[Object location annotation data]
···

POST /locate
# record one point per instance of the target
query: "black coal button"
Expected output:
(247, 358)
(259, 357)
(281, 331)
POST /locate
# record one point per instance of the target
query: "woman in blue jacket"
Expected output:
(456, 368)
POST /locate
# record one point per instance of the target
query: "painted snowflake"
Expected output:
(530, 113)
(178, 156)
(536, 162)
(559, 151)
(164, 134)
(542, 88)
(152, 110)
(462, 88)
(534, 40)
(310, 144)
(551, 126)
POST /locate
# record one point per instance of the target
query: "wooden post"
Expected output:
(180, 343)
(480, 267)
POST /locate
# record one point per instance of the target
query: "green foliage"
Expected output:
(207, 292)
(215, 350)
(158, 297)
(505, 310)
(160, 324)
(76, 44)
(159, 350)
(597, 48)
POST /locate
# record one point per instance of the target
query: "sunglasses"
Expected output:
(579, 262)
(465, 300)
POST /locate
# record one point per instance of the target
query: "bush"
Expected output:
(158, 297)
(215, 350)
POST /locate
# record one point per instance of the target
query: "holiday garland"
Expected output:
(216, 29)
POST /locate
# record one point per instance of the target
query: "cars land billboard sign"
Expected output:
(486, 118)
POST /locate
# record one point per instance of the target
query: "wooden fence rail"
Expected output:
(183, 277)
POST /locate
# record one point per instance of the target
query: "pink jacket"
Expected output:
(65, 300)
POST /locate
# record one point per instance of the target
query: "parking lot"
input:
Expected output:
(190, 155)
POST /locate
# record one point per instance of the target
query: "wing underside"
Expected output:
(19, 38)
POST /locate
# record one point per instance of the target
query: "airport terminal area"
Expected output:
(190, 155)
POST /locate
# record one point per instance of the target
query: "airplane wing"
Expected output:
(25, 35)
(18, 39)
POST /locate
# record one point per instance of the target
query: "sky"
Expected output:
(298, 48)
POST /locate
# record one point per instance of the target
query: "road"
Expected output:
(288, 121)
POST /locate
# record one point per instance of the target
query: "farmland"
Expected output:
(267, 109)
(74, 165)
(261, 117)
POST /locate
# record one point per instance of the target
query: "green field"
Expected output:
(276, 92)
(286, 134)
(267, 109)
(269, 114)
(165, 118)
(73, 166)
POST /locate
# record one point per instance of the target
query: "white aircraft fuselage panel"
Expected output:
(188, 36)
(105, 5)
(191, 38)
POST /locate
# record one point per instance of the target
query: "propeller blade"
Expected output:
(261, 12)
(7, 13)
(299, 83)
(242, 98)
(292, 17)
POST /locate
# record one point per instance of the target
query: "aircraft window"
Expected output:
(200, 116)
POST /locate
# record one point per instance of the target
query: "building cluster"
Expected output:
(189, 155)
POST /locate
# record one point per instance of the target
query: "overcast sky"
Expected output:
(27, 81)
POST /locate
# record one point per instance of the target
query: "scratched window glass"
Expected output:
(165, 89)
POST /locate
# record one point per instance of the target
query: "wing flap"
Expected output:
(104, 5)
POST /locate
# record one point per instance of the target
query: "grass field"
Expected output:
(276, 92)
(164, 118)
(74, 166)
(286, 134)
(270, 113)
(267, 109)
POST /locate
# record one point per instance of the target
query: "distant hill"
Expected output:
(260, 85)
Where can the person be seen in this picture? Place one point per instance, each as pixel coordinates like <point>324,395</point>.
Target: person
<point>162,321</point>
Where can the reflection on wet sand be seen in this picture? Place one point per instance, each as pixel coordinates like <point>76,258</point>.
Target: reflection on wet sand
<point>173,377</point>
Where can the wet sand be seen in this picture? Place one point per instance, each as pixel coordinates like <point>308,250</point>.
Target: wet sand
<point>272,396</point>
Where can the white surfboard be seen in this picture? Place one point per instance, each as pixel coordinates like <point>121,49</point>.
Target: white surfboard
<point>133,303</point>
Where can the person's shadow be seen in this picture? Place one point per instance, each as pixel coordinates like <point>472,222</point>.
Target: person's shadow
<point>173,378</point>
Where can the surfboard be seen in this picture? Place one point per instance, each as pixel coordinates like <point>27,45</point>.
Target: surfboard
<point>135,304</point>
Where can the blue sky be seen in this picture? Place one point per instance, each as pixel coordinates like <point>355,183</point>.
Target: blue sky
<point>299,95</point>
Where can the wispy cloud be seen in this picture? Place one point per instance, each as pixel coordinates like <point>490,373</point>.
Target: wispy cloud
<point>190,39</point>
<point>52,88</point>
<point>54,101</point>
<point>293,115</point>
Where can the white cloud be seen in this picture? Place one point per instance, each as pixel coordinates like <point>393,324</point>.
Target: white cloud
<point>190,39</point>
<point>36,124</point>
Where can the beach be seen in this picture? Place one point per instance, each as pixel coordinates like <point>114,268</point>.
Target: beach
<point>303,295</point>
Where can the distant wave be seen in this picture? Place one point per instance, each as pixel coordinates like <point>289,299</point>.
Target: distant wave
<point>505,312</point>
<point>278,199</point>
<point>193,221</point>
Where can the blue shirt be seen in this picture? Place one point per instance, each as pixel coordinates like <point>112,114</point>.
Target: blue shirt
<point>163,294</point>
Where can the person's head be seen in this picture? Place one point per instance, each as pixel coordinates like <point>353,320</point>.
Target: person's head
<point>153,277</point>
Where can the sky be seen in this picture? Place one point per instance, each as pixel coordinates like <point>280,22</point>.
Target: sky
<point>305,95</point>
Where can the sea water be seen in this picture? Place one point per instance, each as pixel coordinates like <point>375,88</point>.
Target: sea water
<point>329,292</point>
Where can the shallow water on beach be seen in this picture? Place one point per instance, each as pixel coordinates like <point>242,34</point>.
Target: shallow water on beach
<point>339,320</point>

···

## Short task
Write out every entry verbatim.

## Solved exercise
POST /locate
# record one point per instance of the target
query: "black coal button"
Expected output:
(247, 358)
(259, 357)
(281, 331)
POST /locate
# record one point per instance of the target
query: "woman in blue jacket"
Expected output:
(456, 368)
POST /locate
# record one point per instance of the target
query: "painted snowflake"
Expected output:
(530, 113)
(178, 156)
(536, 162)
(559, 151)
(164, 134)
(542, 88)
(152, 110)
(462, 88)
(534, 40)
(310, 144)
(551, 126)
POST /locate
# record one point per instance of the target
query: "wooden post"
Expected output:
(180, 343)
(480, 267)
POST /locate
# record one point per instance of the target
query: "green foliage"
Expected output:
(207, 292)
(215, 350)
(158, 297)
(505, 310)
(160, 324)
(76, 44)
(159, 350)
(597, 48)
POST /locate
# record one point per instance of the target
query: "sunglasses"
Expected output:
(579, 262)
(465, 300)
POST /locate
# record one point per instance of the target
query: "bush"
Expected output:
(158, 297)
(215, 350)
POST /locate
# record one point per instance of the target
query: "holiday garland"
Expected output:
(216, 29)
POST /locate
# record one point per instance of the target
query: "cars land billboard sign"
Expected output:
(486, 118)
POST /locate
# record one point per instance of the target
query: "wooden fence rail"
Expected output:
(183, 277)
POST /locate
# record one point per instance of the target
query: "pink jacket"
Expected output:
(65, 300)
POST /locate
# record one point per instance of the target
query: "parking lot"
input:
Expected output:
(190, 155)
POST /locate
# record one point per instance of the target
query: "wing underside"
Expected output:
(19, 38)
POST /locate
# record one point per instance of the target
query: "airport terminal area"
Expected output:
(190, 155)
POST /locate
# record one point per instance of the target
query: "airplane wing"
Expected output:
(25, 35)
(18, 39)
POST /locate
# record one point per instance of the target
query: "sky"
Expected output:
(298, 48)
POST /locate
# record one point per instance of the target
query: "road"
Expected output:
(288, 121)
POST /locate
# record one point per instance of the target
query: "farmland"
Expected output:
(267, 109)
(74, 165)
(261, 117)
POST /locate
# record one point per instance of the target
query: "green field"
Expected output:
(276, 92)
(286, 134)
(267, 109)
(269, 114)
(165, 118)
(73, 166)
POST /locate
# record one point per instance of the target
query: "white aircraft fuselage panel"
Expected output:
(188, 36)
(105, 5)
(191, 38)
POST /locate
# record one point per instance of the target
query: "propeller blade"
Expected output:
(261, 12)
(7, 13)
(299, 83)
(242, 98)
(292, 17)
POST /locate
# record one point per instance of the target
query: "aircraft window"
Expected output:
(200, 116)
POST /locate
# record one point per instance of the target
query: "building cluster"
Expected output:
(189, 155)
POST /locate
# record one point per instance of the target
query: "overcast sky"
Expected output:
(27, 81)
POST /locate
# record one point per instance of the target
query: "scratched window glass"
Expected output:
(165, 89)
POST /locate
# record one point per instance of the target
query: "wing flap"
Expected output:
(104, 5)
POST /locate
# record one point per instance of the target
query: "grass field"
Expected output:
(276, 92)
(164, 118)
(74, 166)
(286, 134)
(270, 113)
(267, 109)
POST /locate
# record one point per instance of the target
query: "distant hill"
Expected output:
(260, 85)
Where can the person be seen in this picture? Place one point per instance, each as pixel coordinates like <point>324,395</point>.
Target: person
<point>162,321</point>
Where can the reflection on wet sand be seen in this picture? Place one point per instance, each as pixel coordinates like <point>76,258</point>.
Target: reflection on wet sand
<point>173,377</point>
Where can the wet sand be seen in this picture? Place one point per instance, each as pixel coordinates like <point>308,250</point>.
Target: wet sand
<point>272,396</point>
Where can the white surfboard be seen in this picture? Place one point per instance, each as pixel coordinates like <point>121,49</point>.
Target: white surfboard
<point>133,303</point>
Where can the person's shadow be seen in this picture? Place one point per instance, each as pixel coordinates like <point>472,222</point>.
Target: person's shadow
<point>173,378</point>
Where can the surfboard be seen in this picture? Place one point per instance, each as pixel coordinates like <point>27,45</point>.
Target: surfboard
<point>135,304</point>
Where can the blue sky be seen in this picture? Place one point per instance, each as pixel coordinates like <point>355,183</point>.
Target: blue sky
<point>299,95</point>
Where can the wispy cloud be seen in this picture? Place one point per instance, each as pixel coordinates like <point>490,373</point>.
Target: wispy cloud
<point>190,39</point>
<point>52,88</point>
<point>54,101</point>
<point>293,115</point>
Where can the white cloud be seen in this picture? Place one point per instance, each as pixel coordinates like <point>393,324</point>.
Target: white cloud
<point>190,39</point>
<point>36,124</point>
Where can the beach be seen in this picture? Place one point per instance, each as pixel coordinates like <point>114,268</point>.
Target: beach
<point>303,295</point>
Where can the distant wave be seen in this picture? Place one point per instance, each as pixel coordinates like <point>289,299</point>.
Target: distant wave
<point>505,312</point>
<point>278,199</point>
<point>193,221</point>
Where can the blue shirt be seen in this picture? Place one point per instance, each as pixel coordinates like <point>112,114</point>.
Target: blue shirt
<point>163,294</point>
Where can the person's head be seen in this picture? Place one point per instance, each as pixel coordinates like <point>353,320</point>.
Target: person's head
<point>153,277</point>
Where can the sky be seen in this picture? Place one point per instance, each as pixel coordinates like <point>280,22</point>.
Target: sky
<point>305,95</point>
Where can the sea water be seen in this picture? Place one point per instance, each as pixel coordinates like <point>375,88</point>.
Target: sea water
<point>329,292</point>
Where can the shallow water on beach be seen in this picture? Place one point per instance, each as pixel coordinates like <point>242,34</point>.
Target: shallow water on beach
<point>339,320</point>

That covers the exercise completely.